*AIM OF THE EXERCISE*
Please copy out every line of the listing below word for word, leaving the pictures out of your copy.

*SUPPLIED DATA*
########################################

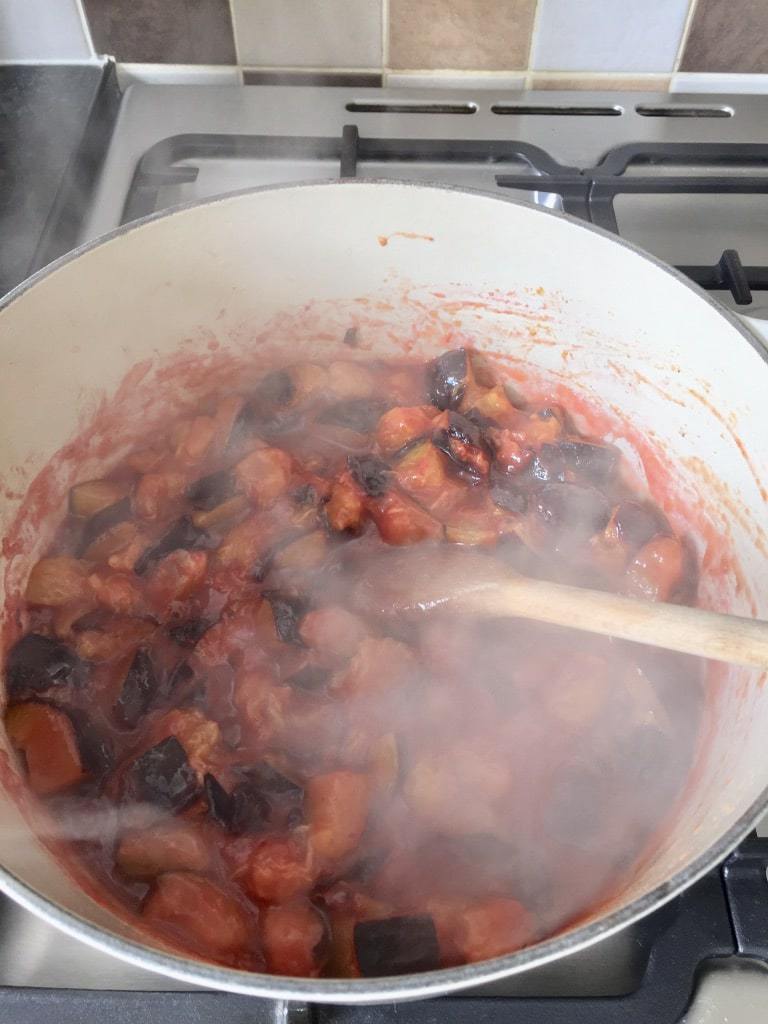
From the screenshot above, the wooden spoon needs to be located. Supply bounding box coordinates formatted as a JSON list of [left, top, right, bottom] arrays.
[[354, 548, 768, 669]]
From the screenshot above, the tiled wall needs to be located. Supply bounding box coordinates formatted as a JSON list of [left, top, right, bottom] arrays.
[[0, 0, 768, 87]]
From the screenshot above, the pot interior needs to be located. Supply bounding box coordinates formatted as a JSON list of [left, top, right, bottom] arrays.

########################################

*SOLUTION FOR THIS PROBLEM*
From the screenshot above, the wooden spoon needs to be located. Supply bounding box coordinates formatted as a JSON list of [left, top, right, bottom] arrays.
[[354, 548, 768, 669]]
From the screenshot above, the tiled wall needs to be located. Supply bounding box coordinates formatted as a JSON list of [left, top, right, bottom] arrays.
[[0, 0, 768, 87]]
From the screenshot above, the pot interior needs to be located. Supply bounding box coordinates formatted as a JSON list of [left, top, right, bottom] arrays.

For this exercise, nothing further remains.